--- START DATA PROVIDED ---
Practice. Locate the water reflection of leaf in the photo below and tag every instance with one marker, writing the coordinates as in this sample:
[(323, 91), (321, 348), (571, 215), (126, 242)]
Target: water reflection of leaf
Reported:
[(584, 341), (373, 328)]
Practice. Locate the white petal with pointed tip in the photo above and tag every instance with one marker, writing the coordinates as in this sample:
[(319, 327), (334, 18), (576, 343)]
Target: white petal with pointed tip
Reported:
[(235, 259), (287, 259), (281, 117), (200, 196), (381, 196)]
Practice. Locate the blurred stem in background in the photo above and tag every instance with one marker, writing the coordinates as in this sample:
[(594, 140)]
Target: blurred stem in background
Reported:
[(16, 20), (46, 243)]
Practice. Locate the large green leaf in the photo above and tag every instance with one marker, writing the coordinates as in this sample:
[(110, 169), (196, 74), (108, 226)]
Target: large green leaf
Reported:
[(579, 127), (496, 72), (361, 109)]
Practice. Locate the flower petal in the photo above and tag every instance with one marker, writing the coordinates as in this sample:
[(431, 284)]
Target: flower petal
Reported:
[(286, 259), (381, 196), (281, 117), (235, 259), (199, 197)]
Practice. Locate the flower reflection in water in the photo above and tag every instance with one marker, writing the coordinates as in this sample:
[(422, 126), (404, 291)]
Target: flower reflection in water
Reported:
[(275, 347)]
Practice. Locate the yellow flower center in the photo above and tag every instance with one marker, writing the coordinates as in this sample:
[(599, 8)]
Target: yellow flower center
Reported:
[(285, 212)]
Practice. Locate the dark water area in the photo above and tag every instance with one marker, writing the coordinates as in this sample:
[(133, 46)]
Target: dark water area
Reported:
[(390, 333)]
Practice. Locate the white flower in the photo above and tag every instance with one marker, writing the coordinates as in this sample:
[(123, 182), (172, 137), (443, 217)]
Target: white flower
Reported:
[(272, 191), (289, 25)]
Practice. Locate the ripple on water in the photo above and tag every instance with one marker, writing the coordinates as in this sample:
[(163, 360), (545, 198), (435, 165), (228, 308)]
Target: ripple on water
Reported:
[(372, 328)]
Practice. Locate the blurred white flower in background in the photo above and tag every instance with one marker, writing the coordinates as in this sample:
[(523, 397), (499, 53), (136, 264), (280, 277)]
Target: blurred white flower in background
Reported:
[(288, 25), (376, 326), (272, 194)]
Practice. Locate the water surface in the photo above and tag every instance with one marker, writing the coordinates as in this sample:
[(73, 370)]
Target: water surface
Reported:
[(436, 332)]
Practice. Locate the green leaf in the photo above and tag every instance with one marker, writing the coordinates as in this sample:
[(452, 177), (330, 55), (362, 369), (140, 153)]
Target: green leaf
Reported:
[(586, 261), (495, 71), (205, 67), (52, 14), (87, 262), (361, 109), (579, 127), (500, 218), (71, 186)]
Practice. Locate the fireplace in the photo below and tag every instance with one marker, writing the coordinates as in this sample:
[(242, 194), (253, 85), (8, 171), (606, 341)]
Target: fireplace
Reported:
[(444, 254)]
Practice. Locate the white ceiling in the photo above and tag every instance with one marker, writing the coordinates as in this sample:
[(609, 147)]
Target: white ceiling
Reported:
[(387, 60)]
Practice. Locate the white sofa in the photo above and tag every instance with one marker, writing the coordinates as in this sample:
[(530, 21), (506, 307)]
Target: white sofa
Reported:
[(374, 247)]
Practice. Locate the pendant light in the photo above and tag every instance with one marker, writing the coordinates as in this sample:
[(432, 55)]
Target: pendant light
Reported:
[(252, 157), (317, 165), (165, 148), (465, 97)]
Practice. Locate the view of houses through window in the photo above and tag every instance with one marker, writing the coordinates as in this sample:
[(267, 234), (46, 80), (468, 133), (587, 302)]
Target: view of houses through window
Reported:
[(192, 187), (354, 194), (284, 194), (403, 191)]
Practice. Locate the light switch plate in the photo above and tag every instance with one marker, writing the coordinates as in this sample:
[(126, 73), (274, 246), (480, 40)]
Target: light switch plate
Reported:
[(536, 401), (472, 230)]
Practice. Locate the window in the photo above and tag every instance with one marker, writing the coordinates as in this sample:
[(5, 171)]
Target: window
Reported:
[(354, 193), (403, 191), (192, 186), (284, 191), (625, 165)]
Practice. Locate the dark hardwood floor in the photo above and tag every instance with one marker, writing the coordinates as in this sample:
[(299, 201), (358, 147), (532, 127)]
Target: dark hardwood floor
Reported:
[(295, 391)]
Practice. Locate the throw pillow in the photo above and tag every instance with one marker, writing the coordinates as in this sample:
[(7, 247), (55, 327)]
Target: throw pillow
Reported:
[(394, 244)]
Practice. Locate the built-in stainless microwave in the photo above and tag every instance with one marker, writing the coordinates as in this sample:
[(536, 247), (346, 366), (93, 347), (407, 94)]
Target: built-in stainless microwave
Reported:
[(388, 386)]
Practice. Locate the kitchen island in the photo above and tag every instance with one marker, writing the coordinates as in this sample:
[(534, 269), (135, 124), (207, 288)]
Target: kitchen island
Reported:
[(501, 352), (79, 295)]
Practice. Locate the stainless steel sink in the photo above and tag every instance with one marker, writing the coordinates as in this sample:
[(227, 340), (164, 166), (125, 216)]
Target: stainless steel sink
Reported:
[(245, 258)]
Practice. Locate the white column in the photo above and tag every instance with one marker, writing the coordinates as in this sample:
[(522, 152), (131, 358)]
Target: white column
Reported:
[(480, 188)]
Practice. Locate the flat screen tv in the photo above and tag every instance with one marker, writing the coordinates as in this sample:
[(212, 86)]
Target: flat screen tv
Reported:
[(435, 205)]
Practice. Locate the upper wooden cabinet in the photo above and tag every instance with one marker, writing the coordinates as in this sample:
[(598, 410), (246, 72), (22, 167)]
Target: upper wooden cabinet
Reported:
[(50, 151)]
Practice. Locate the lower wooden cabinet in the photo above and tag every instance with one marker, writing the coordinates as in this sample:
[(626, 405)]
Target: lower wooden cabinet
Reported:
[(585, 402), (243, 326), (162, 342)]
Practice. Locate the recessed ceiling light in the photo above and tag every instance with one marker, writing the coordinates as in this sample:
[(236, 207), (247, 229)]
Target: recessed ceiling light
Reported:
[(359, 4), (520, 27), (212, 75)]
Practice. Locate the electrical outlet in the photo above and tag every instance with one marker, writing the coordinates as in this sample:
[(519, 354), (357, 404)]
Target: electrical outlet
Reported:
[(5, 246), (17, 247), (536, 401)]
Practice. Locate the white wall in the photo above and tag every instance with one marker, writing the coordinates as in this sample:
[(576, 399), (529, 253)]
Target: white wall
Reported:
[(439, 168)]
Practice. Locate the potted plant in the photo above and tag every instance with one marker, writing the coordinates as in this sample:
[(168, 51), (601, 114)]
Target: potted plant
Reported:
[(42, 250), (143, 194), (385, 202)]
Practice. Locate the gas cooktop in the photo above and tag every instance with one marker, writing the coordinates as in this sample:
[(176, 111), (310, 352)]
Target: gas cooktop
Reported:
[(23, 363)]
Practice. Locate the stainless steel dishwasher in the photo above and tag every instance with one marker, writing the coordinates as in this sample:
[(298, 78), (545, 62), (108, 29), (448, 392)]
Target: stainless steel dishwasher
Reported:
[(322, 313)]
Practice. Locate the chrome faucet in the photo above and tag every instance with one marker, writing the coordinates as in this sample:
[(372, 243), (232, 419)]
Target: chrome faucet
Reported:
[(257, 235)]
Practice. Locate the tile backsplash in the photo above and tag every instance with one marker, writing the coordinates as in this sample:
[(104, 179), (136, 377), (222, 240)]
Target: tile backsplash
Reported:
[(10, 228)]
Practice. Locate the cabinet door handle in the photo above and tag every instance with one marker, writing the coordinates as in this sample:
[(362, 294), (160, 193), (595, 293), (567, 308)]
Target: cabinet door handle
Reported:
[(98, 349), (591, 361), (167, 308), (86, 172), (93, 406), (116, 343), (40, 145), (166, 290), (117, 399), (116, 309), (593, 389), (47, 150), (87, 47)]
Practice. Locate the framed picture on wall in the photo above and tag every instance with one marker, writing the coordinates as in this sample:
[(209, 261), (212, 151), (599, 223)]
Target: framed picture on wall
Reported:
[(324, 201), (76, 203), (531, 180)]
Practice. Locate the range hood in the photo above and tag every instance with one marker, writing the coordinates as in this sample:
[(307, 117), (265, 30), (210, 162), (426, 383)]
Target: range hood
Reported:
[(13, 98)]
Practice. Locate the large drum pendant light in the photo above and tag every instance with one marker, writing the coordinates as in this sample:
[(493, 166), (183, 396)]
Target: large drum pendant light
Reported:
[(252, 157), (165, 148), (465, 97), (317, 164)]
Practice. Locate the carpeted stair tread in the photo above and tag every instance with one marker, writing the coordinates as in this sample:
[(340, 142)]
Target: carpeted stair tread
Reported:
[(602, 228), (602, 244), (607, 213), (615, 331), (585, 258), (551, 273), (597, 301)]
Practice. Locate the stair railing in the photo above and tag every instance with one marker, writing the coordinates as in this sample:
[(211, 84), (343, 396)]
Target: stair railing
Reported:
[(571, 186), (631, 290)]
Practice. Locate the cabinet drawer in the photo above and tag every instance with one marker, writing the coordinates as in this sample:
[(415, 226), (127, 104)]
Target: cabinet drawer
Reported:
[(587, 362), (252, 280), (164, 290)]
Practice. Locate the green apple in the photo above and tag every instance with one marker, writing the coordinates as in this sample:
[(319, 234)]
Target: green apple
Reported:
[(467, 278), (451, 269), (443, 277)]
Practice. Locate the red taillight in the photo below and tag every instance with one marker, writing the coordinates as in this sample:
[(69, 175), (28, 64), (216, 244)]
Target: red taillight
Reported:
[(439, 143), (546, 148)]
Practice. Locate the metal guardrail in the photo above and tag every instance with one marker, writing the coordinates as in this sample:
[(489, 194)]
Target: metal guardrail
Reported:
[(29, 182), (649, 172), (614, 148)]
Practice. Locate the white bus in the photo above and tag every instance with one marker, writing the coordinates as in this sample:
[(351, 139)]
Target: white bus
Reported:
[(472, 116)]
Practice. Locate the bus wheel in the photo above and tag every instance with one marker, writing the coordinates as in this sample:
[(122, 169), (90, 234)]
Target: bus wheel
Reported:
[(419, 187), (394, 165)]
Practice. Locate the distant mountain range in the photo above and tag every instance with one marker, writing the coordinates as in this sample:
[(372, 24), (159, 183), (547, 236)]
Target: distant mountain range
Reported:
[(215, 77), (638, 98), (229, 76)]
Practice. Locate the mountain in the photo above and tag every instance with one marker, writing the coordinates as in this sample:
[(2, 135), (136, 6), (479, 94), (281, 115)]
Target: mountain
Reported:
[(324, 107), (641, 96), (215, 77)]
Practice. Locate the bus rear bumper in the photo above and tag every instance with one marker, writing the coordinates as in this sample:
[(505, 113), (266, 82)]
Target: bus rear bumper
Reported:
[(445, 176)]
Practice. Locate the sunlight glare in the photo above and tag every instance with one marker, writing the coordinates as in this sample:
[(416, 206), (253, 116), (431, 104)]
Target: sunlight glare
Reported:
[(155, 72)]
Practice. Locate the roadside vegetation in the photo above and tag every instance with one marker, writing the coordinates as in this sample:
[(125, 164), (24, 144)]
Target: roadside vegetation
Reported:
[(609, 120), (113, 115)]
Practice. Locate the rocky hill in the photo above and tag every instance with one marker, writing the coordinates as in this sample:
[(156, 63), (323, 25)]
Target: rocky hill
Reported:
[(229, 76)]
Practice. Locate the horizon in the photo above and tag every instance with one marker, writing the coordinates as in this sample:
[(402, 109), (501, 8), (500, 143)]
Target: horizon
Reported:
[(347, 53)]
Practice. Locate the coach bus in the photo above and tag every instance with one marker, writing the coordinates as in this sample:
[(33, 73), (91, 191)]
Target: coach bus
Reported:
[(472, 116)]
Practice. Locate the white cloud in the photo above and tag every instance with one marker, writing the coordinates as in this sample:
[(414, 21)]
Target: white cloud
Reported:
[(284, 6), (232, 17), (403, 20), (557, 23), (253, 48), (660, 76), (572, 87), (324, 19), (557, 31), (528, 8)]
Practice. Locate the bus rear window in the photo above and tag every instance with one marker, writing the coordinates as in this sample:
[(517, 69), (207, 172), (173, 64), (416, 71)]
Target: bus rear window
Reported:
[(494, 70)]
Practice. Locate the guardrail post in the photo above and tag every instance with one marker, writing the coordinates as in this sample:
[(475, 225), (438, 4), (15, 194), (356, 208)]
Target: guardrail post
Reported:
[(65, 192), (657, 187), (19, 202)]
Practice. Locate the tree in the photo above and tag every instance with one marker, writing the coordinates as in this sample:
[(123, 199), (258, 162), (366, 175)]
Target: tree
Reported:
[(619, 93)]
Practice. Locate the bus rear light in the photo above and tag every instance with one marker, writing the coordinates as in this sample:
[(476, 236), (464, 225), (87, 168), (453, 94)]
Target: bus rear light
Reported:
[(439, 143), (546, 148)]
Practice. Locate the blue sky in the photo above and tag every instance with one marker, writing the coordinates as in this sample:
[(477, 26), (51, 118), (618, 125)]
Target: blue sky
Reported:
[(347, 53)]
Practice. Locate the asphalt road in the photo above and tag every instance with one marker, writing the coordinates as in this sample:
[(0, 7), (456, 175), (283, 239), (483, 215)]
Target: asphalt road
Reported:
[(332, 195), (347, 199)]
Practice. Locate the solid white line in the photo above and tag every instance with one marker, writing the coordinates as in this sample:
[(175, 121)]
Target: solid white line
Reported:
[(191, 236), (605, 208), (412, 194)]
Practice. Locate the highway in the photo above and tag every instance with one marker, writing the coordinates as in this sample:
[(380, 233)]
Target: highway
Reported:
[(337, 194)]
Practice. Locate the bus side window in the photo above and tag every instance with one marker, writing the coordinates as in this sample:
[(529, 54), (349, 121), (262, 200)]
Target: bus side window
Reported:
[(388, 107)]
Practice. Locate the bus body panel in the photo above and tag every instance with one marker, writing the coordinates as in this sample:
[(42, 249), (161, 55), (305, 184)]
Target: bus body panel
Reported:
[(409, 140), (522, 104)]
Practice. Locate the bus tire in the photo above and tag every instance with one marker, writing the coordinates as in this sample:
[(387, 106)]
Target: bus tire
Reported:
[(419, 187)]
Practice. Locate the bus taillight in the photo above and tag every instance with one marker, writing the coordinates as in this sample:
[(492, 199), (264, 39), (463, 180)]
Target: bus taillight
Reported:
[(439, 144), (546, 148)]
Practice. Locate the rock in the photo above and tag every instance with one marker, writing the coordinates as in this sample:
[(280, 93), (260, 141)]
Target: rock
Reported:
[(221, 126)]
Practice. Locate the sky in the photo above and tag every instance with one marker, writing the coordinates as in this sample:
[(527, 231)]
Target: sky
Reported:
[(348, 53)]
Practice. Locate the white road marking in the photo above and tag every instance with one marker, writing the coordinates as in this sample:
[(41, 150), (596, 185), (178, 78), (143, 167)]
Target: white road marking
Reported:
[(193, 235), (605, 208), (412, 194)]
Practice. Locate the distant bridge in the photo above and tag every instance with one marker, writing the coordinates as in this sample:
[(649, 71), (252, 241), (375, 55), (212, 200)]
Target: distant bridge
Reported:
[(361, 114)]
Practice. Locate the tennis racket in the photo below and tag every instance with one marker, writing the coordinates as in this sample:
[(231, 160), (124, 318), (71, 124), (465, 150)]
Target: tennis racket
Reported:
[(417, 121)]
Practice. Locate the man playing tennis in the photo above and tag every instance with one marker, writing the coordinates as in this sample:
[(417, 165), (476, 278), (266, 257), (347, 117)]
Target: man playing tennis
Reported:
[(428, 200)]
--- END DATA PROVIDED ---
Rewrite the lines starting at the one containing "Practice. Locate the blurred white" and ending at the one containing "218), (71, 186)]", requests included, with each coordinate in the reported answers multiplied by 0.7 and rounded to a whole number, halves going up. Leave the requests and their sample coordinates unchanged.

**TASK SOLUTION:**
Practice. Locate the blurred white flower in background in the photo above and tag every instance with one marker, writing the coordinates as in this sample:
[(523, 397), (499, 53), (136, 264), (280, 277)]
Target: blurred white flower in background
Reported:
[(202, 18), (263, 228), (190, 136)]
Practice. Locate the water surface in the photo above and tag every instance with one marker, writing the coordinates as in this sample:
[(73, 370)]
Target: water surface
Reported:
[(305, 232)]
Practice. Locate the green leaf in the photo above and tag every instance with one marker, writing the coordinates as in this sample:
[(452, 177), (330, 55), (362, 369), (140, 153)]
Target: green leaf
Reported:
[(410, 183), (347, 50), (144, 47), (36, 10), (61, 183), (253, 76), (405, 89), (350, 153), (50, 130)]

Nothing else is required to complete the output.